- **Aufgabenliste**:
**a)** Welche zwei Gründe nennt der Auszug dafür, dass das Lesen im Bus oder Zug weniger geworden ist?
**b)** Zähle bitte alles auf, was laut dem Auszug für die Arbeit gelesen wird.

==== Ausgewählter Auszug

Ausgewählte Reise-(Lese-)Bücher
Inzwischen finde ich es nicht mehr ganz so selbstverständlich zu lesen. Wobei, das stimmt so nicht ganz: Im Grunde lese ich, wie wahrscheinlich viele, stets und ständig. Für die Arbeit bin ich immer irgendwie auf der Suche nach irgendeiner Information, scrolle durch Websites, blättere durch Magazine, lese Bücher quer oder vertiefe mich in den einen oder anderen Sachtext. Was ich aber meine, ist das gemütliche Lesen für ein, zwei Stündchen an einem verregneten Sonntagnachmittag oder auch das „Ver-Lesen“ ganzer Urlaubstage bei einer großen Kanne Tee. Dann ist da noch das Lesen im Bus oder Zug, während es zur Arbeit oder zu einem Reiseziel geht. Dass selbst letzteres Lesen weniger geworden ist, liegt daran, dass sich zum einen die täglichen Wege verändert haben oder sie sind gleich ganz weggefallen. Zum anderen lenkt das Smartphone immer wieder ab, ob das nun ist, um über die verschiedenen Kanäle mit Freunden und Bekannten in Kontakt zu bleiben oder um die Online-Ausgabe der Tageszeitung zu lesen.

========
==== Zeilenübersicht

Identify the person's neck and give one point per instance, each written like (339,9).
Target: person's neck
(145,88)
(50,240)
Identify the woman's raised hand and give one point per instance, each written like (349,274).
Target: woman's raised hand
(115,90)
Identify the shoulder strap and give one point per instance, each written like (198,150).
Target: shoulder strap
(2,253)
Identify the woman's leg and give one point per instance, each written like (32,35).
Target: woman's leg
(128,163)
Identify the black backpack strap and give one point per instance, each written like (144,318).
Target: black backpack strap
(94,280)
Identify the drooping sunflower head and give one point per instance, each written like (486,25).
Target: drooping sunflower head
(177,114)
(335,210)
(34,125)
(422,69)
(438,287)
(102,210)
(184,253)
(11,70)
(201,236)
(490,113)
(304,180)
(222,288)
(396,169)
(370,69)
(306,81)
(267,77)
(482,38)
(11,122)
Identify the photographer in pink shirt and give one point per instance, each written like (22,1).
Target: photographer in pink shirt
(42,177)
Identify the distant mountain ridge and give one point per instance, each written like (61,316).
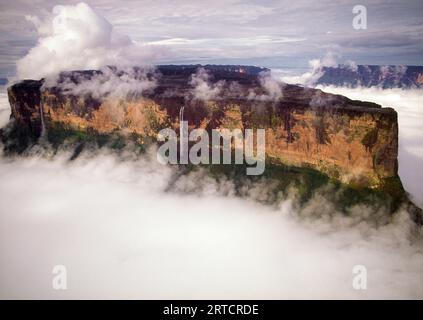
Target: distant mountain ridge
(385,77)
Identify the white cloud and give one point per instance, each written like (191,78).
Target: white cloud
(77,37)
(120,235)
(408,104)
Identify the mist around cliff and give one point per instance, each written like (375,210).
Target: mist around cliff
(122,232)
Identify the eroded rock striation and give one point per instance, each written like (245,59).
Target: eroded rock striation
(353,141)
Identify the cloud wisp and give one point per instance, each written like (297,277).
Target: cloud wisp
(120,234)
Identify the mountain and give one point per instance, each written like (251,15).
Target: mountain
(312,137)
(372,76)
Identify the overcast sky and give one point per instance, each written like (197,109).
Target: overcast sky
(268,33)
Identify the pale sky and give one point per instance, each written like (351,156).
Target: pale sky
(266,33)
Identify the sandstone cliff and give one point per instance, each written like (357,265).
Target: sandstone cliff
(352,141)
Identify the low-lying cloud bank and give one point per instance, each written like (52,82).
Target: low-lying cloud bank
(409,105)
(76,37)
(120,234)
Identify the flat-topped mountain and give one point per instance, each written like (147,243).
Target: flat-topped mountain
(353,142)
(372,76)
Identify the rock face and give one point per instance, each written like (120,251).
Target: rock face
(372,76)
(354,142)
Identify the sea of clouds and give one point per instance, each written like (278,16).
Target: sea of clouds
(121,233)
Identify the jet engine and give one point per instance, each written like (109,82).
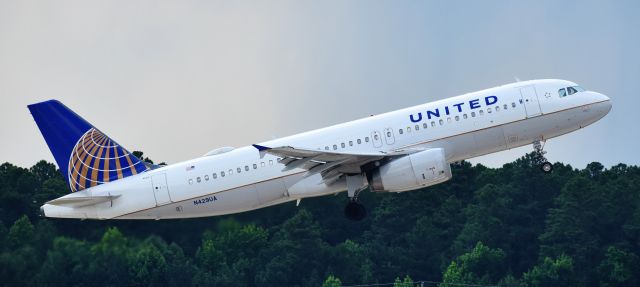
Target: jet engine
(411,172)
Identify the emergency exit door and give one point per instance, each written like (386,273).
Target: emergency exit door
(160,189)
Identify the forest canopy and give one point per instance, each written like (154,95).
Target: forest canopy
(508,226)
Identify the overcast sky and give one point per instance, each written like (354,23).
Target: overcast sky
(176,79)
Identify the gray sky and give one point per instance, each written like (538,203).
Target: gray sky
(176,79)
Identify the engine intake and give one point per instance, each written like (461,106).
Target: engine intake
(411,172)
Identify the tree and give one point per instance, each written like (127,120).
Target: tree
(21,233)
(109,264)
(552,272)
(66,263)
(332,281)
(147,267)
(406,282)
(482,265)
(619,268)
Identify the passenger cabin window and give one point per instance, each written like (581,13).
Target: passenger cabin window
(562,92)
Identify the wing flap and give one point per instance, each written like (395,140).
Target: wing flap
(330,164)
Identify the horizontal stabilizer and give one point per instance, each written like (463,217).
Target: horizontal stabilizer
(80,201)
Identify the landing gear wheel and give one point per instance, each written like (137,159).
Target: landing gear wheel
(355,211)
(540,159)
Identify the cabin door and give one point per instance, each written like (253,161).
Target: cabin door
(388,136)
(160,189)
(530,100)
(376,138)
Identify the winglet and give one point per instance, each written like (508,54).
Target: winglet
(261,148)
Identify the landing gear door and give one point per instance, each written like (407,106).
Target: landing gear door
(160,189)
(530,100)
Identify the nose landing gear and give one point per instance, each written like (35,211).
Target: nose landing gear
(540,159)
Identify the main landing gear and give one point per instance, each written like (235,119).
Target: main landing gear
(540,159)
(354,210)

========
==== Zeilenübersicht

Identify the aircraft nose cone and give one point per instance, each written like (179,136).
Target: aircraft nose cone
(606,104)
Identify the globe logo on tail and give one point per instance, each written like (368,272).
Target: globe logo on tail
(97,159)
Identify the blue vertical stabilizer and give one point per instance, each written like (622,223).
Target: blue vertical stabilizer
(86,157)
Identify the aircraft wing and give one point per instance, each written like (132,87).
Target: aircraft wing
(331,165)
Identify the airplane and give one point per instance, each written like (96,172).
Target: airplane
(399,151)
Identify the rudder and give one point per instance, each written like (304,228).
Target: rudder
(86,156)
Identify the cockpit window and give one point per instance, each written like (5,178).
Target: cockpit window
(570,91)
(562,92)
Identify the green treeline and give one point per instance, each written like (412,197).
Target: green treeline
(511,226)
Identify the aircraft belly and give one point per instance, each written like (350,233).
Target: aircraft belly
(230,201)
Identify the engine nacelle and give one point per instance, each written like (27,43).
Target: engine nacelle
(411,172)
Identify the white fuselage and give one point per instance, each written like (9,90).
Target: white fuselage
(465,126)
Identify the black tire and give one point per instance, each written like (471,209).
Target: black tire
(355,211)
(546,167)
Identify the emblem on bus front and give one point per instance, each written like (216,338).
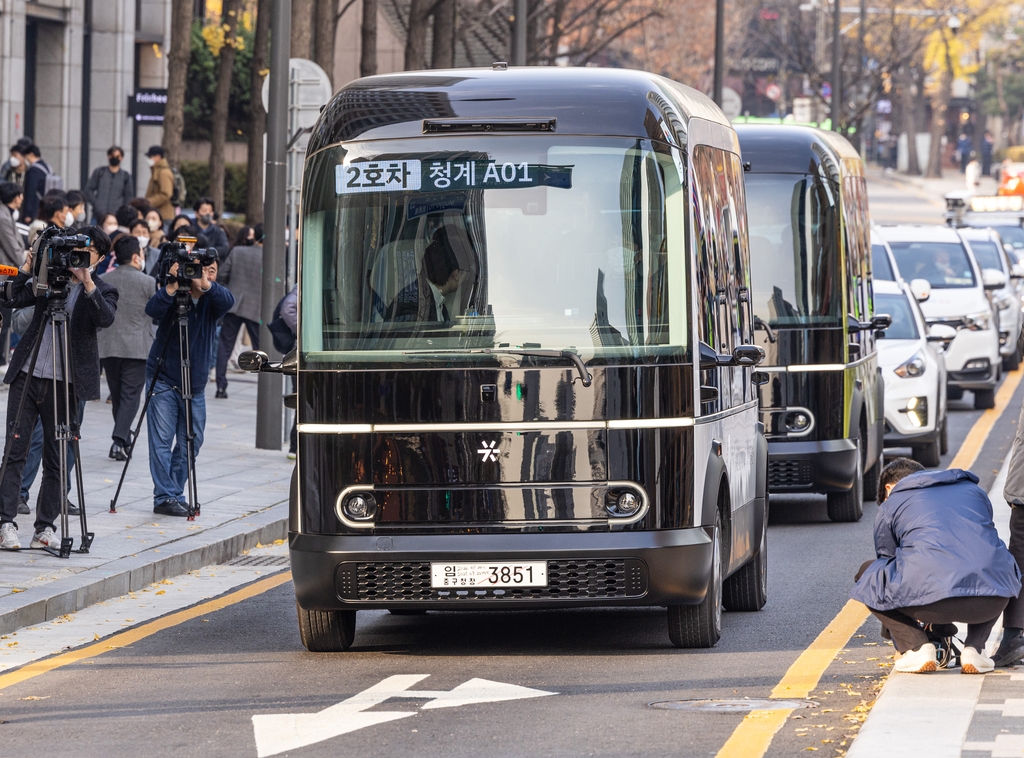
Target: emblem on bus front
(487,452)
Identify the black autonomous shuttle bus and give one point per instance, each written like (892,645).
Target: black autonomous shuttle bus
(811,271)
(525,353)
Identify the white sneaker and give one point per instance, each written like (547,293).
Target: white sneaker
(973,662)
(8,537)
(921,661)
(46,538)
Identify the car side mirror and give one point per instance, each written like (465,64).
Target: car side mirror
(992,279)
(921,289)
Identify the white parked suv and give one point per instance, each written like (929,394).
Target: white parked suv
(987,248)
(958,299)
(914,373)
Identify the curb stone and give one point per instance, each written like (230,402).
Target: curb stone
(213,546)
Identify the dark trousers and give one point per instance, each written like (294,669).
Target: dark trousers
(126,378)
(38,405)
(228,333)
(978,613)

========

- **Ergebnisse je Aufgabe**:
**a)** Die täglichen Wege haben sich verändert oder sind ganz weggefallen, und das Smartphone lenkt immer wieder ab.

**b)** Websites, Magazine, Bücher, Sachtexte